**Records provided**

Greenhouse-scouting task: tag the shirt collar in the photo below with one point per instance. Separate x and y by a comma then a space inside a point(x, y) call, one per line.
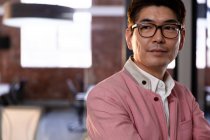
point(147, 80)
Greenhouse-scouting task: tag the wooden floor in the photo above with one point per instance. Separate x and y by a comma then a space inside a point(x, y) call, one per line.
point(60, 124)
point(55, 124)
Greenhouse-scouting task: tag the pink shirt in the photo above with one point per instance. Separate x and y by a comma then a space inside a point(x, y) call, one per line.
point(120, 108)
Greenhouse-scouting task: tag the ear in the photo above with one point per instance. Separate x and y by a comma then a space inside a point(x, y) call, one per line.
point(182, 39)
point(128, 35)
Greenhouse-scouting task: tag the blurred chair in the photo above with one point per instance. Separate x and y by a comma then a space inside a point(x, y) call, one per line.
point(19, 122)
point(78, 104)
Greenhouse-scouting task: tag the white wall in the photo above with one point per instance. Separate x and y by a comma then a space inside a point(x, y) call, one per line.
point(184, 62)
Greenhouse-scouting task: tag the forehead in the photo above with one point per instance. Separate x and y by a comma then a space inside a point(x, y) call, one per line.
point(156, 14)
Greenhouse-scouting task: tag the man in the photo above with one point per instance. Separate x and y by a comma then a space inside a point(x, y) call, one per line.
point(142, 101)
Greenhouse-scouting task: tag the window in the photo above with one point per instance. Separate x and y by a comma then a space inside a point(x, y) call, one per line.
point(58, 45)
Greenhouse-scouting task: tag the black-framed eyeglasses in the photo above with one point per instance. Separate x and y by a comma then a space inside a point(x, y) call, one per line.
point(148, 29)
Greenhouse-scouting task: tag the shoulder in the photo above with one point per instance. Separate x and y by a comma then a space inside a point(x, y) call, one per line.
point(182, 92)
point(113, 87)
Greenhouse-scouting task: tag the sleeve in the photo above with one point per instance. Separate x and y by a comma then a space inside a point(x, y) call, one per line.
point(201, 127)
point(107, 119)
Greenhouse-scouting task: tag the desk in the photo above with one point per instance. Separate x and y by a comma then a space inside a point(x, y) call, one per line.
point(4, 89)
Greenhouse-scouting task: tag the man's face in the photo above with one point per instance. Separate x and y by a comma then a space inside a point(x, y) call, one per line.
point(154, 52)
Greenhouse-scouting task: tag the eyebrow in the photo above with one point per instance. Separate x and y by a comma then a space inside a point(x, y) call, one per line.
point(166, 21)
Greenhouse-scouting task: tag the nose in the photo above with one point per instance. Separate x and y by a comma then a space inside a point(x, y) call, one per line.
point(158, 36)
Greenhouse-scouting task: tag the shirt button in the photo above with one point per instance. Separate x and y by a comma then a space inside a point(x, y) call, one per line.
point(156, 99)
point(144, 82)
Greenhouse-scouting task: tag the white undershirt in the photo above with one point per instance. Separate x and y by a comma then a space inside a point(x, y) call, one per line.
point(163, 88)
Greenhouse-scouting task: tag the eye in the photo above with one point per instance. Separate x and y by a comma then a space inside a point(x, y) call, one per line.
point(146, 27)
point(170, 27)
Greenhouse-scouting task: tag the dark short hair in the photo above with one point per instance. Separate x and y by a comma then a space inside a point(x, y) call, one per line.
point(177, 6)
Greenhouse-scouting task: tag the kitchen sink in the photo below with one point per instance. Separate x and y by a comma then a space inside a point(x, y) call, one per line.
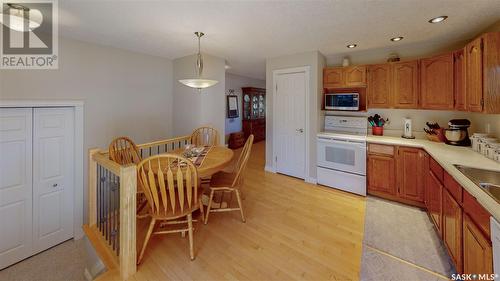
point(487, 180)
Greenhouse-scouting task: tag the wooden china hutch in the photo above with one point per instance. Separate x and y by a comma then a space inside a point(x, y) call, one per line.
point(254, 112)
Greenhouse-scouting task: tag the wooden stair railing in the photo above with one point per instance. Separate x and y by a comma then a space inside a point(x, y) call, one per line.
point(112, 205)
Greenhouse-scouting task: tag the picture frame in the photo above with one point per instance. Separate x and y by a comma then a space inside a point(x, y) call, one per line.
point(232, 106)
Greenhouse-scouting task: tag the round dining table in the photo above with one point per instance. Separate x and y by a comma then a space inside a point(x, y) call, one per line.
point(218, 158)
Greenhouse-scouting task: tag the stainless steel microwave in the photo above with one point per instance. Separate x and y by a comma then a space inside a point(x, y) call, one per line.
point(342, 101)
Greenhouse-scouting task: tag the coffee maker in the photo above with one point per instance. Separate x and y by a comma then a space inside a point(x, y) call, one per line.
point(457, 133)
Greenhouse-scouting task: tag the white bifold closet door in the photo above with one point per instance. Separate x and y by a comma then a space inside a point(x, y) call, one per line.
point(15, 185)
point(53, 135)
point(36, 180)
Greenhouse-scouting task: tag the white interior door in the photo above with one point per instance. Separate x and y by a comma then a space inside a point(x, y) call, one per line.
point(53, 188)
point(15, 185)
point(290, 121)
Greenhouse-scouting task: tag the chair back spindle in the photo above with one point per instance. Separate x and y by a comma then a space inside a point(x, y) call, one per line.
point(241, 164)
point(205, 136)
point(170, 186)
point(123, 151)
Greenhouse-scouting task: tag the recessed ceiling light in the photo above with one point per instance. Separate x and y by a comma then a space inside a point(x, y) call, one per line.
point(395, 39)
point(438, 19)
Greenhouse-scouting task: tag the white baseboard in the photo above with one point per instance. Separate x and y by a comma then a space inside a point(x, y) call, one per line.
point(269, 169)
point(311, 180)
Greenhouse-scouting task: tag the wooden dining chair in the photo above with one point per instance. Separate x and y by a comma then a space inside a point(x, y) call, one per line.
point(170, 185)
point(205, 136)
point(230, 182)
point(124, 151)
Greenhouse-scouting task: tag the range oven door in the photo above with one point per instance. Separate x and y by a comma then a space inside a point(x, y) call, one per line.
point(342, 155)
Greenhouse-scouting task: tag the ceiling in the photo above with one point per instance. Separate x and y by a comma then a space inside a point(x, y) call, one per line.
point(247, 32)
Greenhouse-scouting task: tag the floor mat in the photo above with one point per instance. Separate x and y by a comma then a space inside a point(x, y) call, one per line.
point(403, 232)
point(64, 262)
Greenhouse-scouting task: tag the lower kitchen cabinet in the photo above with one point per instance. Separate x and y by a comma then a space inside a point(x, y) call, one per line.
point(410, 164)
point(395, 173)
point(452, 228)
point(381, 178)
point(411, 176)
point(477, 250)
point(434, 191)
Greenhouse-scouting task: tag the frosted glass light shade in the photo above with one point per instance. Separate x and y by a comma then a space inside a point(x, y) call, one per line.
point(198, 83)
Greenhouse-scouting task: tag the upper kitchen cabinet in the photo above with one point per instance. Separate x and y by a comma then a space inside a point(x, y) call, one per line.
point(474, 75)
point(405, 84)
point(379, 86)
point(355, 76)
point(482, 75)
point(436, 82)
point(344, 77)
point(332, 77)
point(393, 85)
point(459, 79)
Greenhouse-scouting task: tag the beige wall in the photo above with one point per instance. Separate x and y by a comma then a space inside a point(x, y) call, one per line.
point(316, 61)
point(125, 93)
point(193, 108)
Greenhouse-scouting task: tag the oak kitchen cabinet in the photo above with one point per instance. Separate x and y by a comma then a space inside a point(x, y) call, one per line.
point(434, 191)
point(380, 85)
point(474, 75)
point(409, 168)
point(393, 85)
point(459, 79)
point(394, 173)
point(477, 249)
point(464, 223)
point(467, 80)
point(411, 176)
point(405, 84)
point(344, 77)
point(452, 220)
point(482, 58)
point(436, 82)
point(381, 170)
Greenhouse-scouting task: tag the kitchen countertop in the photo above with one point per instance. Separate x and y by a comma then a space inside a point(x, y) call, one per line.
point(446, 156)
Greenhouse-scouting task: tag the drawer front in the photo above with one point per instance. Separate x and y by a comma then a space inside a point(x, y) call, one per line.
point(477, 213)
point(453, 187)
point(381, 149)
point(436, 169)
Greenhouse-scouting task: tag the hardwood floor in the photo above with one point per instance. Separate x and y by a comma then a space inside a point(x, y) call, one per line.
point(294, 231)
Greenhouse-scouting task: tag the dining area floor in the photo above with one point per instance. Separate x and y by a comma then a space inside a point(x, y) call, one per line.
point(293, 231)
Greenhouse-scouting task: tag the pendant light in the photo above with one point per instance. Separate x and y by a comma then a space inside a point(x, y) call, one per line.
point(199, 83)
point(18, 15)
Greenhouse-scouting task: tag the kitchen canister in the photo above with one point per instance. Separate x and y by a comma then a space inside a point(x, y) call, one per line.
point(475, 139)
point(497, 156)
point(492, 149)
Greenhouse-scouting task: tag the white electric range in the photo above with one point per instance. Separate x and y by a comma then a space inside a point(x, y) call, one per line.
point(342, 154)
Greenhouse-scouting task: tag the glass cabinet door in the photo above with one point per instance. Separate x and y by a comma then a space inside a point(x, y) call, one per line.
point(246, 107)
point(262, 106)
point(255, 107)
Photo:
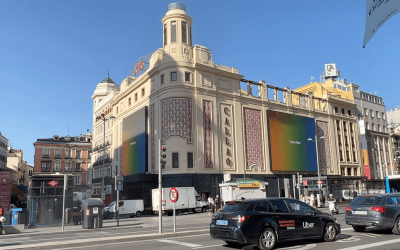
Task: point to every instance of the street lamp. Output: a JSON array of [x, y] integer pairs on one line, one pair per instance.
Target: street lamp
[[319, 176], [104, 119]]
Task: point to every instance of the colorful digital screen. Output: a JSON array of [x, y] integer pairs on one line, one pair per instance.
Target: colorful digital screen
[[134, 143], [290, 149]]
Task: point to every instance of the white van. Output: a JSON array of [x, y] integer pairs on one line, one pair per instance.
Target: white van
[[127, 207]]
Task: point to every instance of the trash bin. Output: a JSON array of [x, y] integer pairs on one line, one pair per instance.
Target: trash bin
[[68, 215], [23, 217], [14, 215], [92, 213]]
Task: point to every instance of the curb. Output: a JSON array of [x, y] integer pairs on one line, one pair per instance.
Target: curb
[[104, 240]]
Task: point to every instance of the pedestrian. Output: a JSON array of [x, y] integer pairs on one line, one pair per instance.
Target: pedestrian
[[312, 200], [217, 203], [212, 206]]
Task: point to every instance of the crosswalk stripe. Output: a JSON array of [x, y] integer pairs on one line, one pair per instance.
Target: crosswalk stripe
[[187, 244], [370, 245]]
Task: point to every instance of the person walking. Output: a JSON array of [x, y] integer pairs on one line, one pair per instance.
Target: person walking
[[312, 200], [217, 203]]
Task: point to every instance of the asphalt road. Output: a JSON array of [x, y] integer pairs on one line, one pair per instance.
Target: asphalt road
[[197, 224]]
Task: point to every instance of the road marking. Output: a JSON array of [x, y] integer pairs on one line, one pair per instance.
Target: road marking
[[186, 244], [301, 247], [371, 245], [88, 240]]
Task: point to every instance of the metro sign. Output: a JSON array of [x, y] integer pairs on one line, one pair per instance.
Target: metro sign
[[53, 183]]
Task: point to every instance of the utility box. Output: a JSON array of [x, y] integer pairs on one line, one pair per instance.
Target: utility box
[[92, 213], [242, 189]]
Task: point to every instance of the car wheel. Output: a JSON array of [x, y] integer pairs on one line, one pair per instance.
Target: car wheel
[[231, 243], [330, 232], [267, 239], [396, 227], [359, 228]]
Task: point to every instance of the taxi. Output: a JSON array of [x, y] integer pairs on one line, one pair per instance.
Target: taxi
[[265, 222]]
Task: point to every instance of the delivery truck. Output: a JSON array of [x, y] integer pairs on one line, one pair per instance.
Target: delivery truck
[[126, 207], [188, 201]]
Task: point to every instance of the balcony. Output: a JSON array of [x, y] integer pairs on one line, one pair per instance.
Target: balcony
[[45, 169]]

**Work item**
Please write out, exactly as they appear above, only the lines in the stretch from the line with "Task: point to every instance of the white" through the line with "Task: point to every instance of the pedestrian.".

**Output**
Task: point to every instance of the white van. Output: a JSON array of [x, y] integer pairs on one line, one pair per instance.
Target: white van
[[127, 207]]
Task: point to every instance of the trash bin. Output: a JSON array of [x, y] integer pairs on one line, one pair per instance.
Target: trash bin
[[68, 215], [23, 217], [14, 215], [92, 213]]
Task: point to every instance of the curb. Output: a JSON array of [x, y] integer pairs on one line, one pair per instance.
Target: curb
[[104, 240]]
Task: point to every instance of the pedestrian. Output: a JSON array of [x, y] integer pairs on one line, one pair per instance.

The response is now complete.